* YOUR GOAL
Rewrite everything from the line containing "Target: forearm" down to the line containing "[[[542,197],[542,133],[416,156],[415,179],[422,200]]]", with "forearm" changed to "lower arm" and nothing else altered.

Shape outline lines:
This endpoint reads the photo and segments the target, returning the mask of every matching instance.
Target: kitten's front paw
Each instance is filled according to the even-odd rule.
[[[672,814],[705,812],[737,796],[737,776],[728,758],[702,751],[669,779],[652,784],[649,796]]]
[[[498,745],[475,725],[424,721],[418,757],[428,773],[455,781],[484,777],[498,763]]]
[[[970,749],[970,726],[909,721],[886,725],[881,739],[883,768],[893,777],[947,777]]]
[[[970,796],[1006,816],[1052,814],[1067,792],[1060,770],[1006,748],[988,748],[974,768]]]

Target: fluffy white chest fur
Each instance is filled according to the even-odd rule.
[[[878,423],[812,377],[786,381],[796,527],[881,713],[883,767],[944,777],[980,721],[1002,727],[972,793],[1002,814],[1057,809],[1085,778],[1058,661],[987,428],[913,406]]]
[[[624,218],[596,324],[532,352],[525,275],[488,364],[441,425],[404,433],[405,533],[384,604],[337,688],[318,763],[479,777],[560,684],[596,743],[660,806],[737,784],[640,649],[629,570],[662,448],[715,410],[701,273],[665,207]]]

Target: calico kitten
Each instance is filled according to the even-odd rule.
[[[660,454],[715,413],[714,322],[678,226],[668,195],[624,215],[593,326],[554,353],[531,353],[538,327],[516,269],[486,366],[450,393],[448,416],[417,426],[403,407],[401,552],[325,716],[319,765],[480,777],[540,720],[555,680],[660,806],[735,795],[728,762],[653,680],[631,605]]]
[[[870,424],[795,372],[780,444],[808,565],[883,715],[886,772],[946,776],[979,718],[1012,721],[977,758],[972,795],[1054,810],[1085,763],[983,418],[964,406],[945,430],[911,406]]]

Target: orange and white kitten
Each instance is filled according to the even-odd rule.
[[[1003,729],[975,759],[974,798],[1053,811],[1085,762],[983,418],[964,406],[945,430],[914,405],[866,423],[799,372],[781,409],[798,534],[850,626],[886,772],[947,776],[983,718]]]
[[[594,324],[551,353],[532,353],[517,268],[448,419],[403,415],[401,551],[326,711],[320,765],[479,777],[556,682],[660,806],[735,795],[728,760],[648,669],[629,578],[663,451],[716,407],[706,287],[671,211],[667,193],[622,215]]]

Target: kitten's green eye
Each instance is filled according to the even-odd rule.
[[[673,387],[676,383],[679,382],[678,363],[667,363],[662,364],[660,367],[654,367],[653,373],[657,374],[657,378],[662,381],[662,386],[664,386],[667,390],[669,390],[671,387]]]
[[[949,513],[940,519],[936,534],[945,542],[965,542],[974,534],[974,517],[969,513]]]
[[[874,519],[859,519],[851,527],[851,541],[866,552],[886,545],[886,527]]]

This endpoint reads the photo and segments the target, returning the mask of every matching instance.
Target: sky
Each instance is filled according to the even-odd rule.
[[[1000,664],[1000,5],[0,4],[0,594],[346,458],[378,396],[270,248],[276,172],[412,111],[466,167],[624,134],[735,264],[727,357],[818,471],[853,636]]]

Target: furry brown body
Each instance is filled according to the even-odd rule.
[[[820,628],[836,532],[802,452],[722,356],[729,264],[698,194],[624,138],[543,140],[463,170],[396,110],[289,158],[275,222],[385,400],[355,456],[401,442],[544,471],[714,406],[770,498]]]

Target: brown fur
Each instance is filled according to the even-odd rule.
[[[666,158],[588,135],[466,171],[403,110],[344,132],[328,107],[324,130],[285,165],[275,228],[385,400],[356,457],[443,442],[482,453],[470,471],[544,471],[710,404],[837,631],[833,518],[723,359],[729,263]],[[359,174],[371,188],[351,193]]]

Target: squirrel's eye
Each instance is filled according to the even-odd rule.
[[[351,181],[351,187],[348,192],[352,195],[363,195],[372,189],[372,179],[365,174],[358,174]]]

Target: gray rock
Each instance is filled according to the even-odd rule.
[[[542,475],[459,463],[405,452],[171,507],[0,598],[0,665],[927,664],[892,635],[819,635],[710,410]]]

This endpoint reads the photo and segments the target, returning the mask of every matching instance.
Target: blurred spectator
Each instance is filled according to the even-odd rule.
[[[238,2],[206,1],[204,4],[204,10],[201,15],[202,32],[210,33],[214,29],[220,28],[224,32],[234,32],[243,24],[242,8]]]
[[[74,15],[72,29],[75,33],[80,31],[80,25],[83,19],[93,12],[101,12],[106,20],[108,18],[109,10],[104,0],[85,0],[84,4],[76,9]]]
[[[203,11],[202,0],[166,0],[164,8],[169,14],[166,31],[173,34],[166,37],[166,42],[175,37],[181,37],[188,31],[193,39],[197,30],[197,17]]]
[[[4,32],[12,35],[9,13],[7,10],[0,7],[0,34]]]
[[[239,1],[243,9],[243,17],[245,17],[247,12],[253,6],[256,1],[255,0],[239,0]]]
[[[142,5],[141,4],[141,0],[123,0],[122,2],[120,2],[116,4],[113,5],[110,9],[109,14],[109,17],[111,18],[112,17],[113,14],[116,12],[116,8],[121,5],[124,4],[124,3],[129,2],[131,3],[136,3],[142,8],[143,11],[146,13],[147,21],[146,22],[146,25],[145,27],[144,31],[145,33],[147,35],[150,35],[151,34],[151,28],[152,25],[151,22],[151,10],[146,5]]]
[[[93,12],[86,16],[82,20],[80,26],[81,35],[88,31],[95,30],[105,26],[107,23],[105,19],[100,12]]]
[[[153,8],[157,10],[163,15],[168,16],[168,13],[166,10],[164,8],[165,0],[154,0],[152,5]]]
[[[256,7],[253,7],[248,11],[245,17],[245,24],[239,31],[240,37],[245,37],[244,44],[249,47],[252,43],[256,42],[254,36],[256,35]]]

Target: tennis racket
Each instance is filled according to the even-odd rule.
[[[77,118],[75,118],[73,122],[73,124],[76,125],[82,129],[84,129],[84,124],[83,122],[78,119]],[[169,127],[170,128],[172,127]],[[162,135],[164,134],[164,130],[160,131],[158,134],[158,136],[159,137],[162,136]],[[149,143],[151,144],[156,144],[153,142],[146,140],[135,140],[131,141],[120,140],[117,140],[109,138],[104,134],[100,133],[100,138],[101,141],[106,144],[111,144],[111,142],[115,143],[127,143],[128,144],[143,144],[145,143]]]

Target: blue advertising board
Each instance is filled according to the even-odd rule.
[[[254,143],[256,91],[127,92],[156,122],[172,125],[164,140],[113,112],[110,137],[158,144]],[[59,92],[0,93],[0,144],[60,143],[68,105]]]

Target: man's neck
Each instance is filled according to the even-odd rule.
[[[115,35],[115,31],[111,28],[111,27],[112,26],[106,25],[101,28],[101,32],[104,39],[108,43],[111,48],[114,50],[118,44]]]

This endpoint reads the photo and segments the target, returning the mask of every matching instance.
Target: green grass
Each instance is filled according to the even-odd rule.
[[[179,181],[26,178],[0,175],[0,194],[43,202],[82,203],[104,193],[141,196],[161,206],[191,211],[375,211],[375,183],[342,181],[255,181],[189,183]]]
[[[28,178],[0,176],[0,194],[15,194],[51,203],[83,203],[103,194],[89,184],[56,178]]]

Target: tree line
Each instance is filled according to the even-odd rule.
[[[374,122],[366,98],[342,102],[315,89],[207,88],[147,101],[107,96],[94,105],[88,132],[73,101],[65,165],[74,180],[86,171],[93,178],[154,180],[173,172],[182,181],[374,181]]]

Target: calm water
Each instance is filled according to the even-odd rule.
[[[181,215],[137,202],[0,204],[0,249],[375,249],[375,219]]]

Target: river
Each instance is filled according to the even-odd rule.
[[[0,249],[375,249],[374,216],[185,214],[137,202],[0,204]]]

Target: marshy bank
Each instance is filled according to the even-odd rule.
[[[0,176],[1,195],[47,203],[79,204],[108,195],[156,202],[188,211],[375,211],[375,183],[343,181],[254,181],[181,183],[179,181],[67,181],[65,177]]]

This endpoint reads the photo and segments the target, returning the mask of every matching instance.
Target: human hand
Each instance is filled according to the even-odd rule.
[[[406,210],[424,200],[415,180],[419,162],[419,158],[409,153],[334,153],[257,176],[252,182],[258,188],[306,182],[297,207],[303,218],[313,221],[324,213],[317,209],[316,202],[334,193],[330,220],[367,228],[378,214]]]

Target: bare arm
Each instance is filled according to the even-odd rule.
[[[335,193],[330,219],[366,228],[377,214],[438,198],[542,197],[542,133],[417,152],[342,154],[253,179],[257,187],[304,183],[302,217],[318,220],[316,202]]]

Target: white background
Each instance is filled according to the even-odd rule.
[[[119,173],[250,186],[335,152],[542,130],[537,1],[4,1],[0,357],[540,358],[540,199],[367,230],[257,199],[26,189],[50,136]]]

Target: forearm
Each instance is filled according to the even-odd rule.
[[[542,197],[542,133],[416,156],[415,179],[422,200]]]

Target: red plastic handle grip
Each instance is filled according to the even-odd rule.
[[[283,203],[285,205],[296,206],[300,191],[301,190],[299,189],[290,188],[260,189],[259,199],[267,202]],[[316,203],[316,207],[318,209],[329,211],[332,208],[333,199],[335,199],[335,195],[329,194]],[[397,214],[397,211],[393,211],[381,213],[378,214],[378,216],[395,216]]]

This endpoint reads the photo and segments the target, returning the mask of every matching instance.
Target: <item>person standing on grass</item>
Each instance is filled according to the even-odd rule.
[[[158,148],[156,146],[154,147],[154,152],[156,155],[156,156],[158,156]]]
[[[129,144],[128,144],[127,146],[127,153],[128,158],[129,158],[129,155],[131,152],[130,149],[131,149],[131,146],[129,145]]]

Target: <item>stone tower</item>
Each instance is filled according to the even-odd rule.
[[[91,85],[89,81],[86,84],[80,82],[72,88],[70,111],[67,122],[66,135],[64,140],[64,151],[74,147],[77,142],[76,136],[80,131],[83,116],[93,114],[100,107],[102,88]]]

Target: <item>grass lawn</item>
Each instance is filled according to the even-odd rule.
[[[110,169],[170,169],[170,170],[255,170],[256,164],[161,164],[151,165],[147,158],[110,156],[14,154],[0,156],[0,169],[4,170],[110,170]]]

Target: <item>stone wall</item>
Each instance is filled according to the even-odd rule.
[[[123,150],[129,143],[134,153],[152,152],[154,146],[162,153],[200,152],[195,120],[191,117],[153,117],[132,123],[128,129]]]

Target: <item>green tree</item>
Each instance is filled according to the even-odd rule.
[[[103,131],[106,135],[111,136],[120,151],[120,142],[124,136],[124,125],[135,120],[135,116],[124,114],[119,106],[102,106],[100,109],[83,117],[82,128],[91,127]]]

* OUTPUT BELOW
Target: lower arm
Each instance is filled according to the even-odd rule.
[[[542,197],[542,133],[416,156],[415,179],[422,200]]]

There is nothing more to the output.